## [STATED EXERCISE]
Copy each of the lines below word for word, leaving out the pictures.

## [RECORDS]
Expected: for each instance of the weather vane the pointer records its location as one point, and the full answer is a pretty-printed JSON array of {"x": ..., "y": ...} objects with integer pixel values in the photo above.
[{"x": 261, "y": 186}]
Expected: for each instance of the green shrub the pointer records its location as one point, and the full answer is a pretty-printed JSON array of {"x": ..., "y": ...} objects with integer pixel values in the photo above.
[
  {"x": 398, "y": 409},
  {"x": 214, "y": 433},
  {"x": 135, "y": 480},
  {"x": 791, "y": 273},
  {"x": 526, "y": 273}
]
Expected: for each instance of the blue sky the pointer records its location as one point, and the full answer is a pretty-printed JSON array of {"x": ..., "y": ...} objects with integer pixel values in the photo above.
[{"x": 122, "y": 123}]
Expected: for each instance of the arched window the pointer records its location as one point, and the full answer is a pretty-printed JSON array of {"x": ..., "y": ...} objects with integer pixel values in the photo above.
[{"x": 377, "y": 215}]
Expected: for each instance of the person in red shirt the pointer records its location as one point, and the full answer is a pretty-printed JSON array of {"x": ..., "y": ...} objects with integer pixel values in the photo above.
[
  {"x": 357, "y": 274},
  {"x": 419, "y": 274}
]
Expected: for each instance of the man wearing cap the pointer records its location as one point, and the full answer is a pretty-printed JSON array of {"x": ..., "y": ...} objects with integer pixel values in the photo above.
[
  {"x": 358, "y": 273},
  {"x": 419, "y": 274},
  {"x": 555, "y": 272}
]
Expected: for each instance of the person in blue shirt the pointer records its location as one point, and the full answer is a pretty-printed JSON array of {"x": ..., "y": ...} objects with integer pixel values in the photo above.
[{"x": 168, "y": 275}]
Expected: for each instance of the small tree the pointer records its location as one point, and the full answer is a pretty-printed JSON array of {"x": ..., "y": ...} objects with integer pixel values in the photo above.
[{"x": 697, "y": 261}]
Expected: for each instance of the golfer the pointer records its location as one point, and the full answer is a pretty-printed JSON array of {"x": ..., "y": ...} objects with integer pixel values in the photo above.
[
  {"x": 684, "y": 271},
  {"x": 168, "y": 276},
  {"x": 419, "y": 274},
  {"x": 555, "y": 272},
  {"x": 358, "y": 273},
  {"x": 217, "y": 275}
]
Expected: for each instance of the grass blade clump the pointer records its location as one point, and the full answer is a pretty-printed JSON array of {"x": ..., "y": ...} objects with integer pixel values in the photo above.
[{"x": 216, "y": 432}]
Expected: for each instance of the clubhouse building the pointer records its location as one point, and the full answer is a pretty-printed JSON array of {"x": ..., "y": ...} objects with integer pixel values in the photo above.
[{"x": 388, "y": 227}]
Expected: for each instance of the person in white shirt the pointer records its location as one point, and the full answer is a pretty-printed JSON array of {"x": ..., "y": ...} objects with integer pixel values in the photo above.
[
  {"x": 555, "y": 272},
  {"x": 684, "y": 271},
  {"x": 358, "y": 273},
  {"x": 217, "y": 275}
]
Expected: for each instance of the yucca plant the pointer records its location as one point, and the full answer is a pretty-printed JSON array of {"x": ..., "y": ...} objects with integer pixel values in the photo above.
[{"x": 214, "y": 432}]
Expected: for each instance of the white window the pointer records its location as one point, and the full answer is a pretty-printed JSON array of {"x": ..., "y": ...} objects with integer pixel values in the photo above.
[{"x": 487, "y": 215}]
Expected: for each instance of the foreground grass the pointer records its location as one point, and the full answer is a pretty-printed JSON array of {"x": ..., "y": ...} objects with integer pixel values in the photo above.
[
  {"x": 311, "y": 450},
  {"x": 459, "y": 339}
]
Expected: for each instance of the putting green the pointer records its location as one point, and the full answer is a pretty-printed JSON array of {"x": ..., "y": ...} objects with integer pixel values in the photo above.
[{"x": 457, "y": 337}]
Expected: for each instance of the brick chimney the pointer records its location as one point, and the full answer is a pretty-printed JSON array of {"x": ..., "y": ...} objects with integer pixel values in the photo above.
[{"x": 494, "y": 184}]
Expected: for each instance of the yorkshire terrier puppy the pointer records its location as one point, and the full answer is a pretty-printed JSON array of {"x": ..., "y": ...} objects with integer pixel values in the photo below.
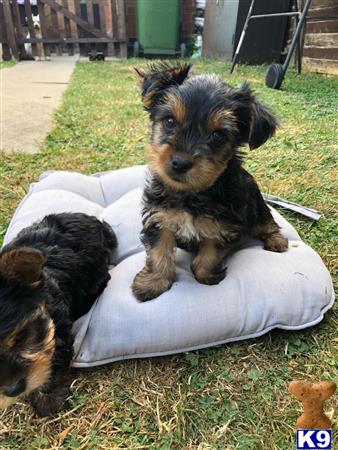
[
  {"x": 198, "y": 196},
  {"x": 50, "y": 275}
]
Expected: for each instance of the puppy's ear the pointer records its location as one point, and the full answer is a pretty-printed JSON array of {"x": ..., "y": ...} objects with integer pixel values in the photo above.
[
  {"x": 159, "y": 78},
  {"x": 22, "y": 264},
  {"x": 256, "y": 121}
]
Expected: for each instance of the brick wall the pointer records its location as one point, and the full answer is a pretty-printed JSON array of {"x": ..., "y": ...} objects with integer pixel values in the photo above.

## [RESPONSE TO THIS EXERCISE]
Expected: for each instance of the weather vane the pointer records its location as one point, and the full answer is a pretty-printed JSON array of {"x": ..., "y": ...} objects with integer pixel values in the photo above.
[{"x": 261, "y": 186}]
Expected: for each instance of the green shrub the pointer records its location as one point, and the full answer is a pretty-printed JSON array of {"x": ..., "y": ...} objects with integer pixel values in the photo above.
[
  {"x": 398, "y": 409},
  {"x": 214, "y": 433},
  {"x": 135, "y": 480},
  {"x": 791, "y": 273},
  {"x": 526, "y": 273}
]
Expected: for each instance of the blue sky the pointer records its location as one point, and the full answer is a pretty-printed JSON array of {"x": ..., "y": ...} objects with integer pixel values in the photo above.
[{"x": 122, "y": 123}]
Expected: for each instance of the arched window the pointer records its location as one point, and the full answer is a pretty-printed JSON array of {"x": ..., "y": ...} objects with integer pixel values in the photo above.
[{"x": 377, "y": 215}]
Expected: for each instance of the person in red shirt the pointer records its location as one point, and the full answer is a pretty-printed JSON array of {"x": ..., "y": ...} objects with integer pixel values in the photo above.
[
  {"x": 357, "y": 274},
  {"x": 419, "y": 274}
]
Expected: for each instance of the man wearing cap the pointer records its location as one point, and the full answer is a pretty-printed JSON array of {"x": ..., "y": ...} objects with integer pixel values in the photo above.
[
  {"x": 358, "y": 273},
  {"x": 419, "y": 274},
  {"x": 555, "y": 272}
]
Expected: for each instance of the person in blue shirt the pointer records its location as one point, and the full answer is a pretty-printed JSON array of {"x": ..., "y": ...} objects with integer pixel values in the photo above.
[{"x": 168, "y": 275}]
Expected: for each instance of the small tree the pointer records its location as one point, and the full answer is a pretty-printed JSON array of {"x": ..., "y": ...} objects with integer pixel values in the photo above.
[{"x": 697, "y": 261}]
Expected: for each instance of the golfer the pointer records its location as one point, and the full answer is a pretty-printed JSON array of {"x": ..., "y": ...} objects with integer pixel values in the photo above.
[
  {"x": 684, "y": 271},
  {"x": 168, "y": 276},
  {"x": 419, "y": 274},
  {"x": 555, "y": 272},
  {"x": 358, "y": 273},
  {"x": 217, "y": 275}
]
Expected: for each instance of the grass blade clump the pointer records its location as one point, and the full answer is a pretty-printed JSON array of {"x": ..., "y": ...} objects with integer pixel values in the photo above.
[{"x": 216, "y": 432}]
Expected: for each instance of the clubhouse building the pointer records its location as one point, and the full answer is a pretty-printed JSON array of {"x": ..., "y": ...} objects with integer pixel values in the photo above.
[{"x": 388, "y": 227}]
Expected: for each instance of the person in white shirt the pointer records its location as one point, and the full answer is a pretty-printed JSON array of {"x": ..., "y": ...} objects with integer pixel values in the photo above.
[
  {"x": 555, "y": 272},
  {"x": 684, "y": 271},
  {"x": 358, "y": 273},
  {"x": 217, "y": 275}
]
Expected: for each instance of the yucca plant the pointer records its location as one point, and the full answer is a pretty-printed JSON array of {"x": ..., "y": ...} objects with integer pixel values in the photo above.
[{"x": 214, "y": 432}]
Expected: for each instance of the white window the pointer records its location as one point, and the full answer is a pretty-printed JSON array of {"x": ..., "y": ...} objects with integer pixel values in the photo above.
[{"x": 487, "y": 215}]
Expected: for each instance of the foreground grass the pointer records its location as one point, and the full answer is a pretty-printed JSON array of {"x": ..., "y": ...} objects with integer pixel values in the photo above.
[
  {"x": 311, "y": 450},
  {"x": 459, "y": 339}
]
Expected: for each instance of the putting green the pointer records its location as one point, and the full answer is a pretty-printed JSON array of {"x": ..., "y": ...} objects with integer pixel values in the photo above.
[{"x": 457, "y": 337}]
Expected: for each instance of the brick chimney the pointer records its location as one point, and the full answer is a pretty-printed JSON array of {"x": ..., "y": ...} objects with integer pixel values in the photo above.
[{"x": 494, "y": 184}]
Expected: for each instance of the yorkshire terrier puppy the pointer records its location as one point, and the full answer is a pretty-printed JSON array of {"x": ..., "y": ...} objects with integer pixel values in the photo below.
[
  {"x": 198, "y": 196},
  {"x": 50, "y": 275}
]
Expected: for each instance of the puppy's ear the pointer records its location as one point, and the full answer is a pretty-printed JSON array of {"x": ..., "y": ...} objects with integer pixel values in the photo above.
[
  {"x": 159, "y": 78},
  {"x": 22, "y": 264},
  {"x": 256, "y": 121}
]
Expected: for each instance of the brick wall the pointer records its location as one point, and the full answer is a pretty-printed JSON array of {"x": ..., "y": ...} objects with integer pixel values in the photo above.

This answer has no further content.